>> START TEXT TO READ

<h1><center> Credit Card Fraud Detection </center></h1>
<h2><center> Part 1. Exploratory Data Analysis </center></h2>
<h2><center> Vinay Kumar </center></h2>

# Contents

- Introduction
- Visuaizing individual features
- Relationships among the features

# 1. Introduction

In [None]:
# Importing necessary libraries

import numpy as np
import pandas as pd
import matplotlib.pyplot as plt
import seaborn as sns
sns.set()
import plotly.express as px

## Data

Source: https://www.kaggle.com/mlg-ulb/creditcardfraud

The dataset contains information on the transactions made using credit cards by European cardholders, in two particular days of September $2013$. It presents a total of $284807$ transactions, of which $492$ were fraudulent. Clearly, the dataset is highly imbalanced, the positive class (fraudulent transactions) accounting for only $0.173\%$ of all transactions.

For a particular transaction, the feature **Time** represents the time (in seconds) elapsed between the transaction and the very first transaction, **Amount** represents the amount of the transaction and **Class** represents the status of the transaction with respect to authenticity. The class of an authentic (resp. fraudulent) transaction is taken to be $0$ (resp. $1$). Rest of the variables (**V1** to **V28**) are obtained from principle component analysis (PCA) transformation on original features that are not available due to confidentiality.

In [None]:
# The dataset

data = pd.read_csv('../input/creditcardfraud/creditcard.csv')
data

In [None]:
# Statistical descriptions of the features

features = data.drop(['Class'], axis = 1)
features.describe()

## Objectives of the project

### Primary objective:

**Classification of transactions as authentic or fraudulent**. To be prcise, given the data on **Time**, **Amount** and transformed features **V1** to **V28** for a particular transaction, our goal is to correctly classify the transaction as **authentic** or **fraudulent**. We employ different techniques to build classification models and compare them by various evaluation metrics.

### Secondary objectives:

Answering the following questions using machine learning and statistical tools and techniques.

- When a fraudulent transaction is made, is it followed soon by one or more such fraudulent transactions? In other words, do the attackers make consecutive fraudulent transactions in a short span of time?


- Is the amount of a fraudulent transaction generally larger than that of an authentic transaction?


- Is there any indication in the data that fraudulent transactions occur at high-transaction period?


- It is seen from the data that the number of transactions are high in some time intervals and low in between. Does the occurance of fraudulent transactions related to these time intervals?


- There are a few time-points which exhibits high number of fraud transactions. Is it due to high number of total transactions or due to some other reason?

#### In this part we carry out exploratory data analysis for the features in the dataset.

>> END TEXT TO READ

◆ **EXERCISE AIM**:
Reproduce the stretch of the credit card fraud detection text from "- When a fraudulent" through "at high-transaction period?", keeping every word and mark unchanged.

>> START RECORDS SUPPLIED

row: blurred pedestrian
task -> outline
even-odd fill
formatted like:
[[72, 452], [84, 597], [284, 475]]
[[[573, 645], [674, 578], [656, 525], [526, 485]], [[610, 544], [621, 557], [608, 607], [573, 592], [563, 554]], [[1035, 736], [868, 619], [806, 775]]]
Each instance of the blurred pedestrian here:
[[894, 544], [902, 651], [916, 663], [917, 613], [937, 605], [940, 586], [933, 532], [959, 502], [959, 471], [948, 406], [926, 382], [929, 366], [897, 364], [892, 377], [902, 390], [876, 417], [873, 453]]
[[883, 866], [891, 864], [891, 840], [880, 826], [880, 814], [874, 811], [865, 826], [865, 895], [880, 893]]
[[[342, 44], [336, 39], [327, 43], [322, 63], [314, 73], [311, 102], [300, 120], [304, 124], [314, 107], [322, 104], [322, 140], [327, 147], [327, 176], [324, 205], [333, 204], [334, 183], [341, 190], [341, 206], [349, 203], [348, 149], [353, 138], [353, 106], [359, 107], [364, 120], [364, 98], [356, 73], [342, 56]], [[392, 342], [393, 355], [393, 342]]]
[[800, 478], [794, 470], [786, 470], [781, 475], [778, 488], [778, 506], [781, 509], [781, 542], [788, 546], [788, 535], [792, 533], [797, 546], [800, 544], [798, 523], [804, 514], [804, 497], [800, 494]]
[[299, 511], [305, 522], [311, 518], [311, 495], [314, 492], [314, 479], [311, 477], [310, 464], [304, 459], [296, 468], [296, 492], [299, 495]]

>> END RECORDS SUPPLIED

◆ **TASK OUTPUT**:
- When a fraudulent transaction is made, is it followed soon by one or more such fraudulent transactions? In other words, do the attackers make consecutive fraudulent transactions in a short span of time?


- Is the amount of a fraudulent transaction generally larger than that of an authentic transaction?


- Is there any indication in the data that fraudulent transactions occur at high-transaction period?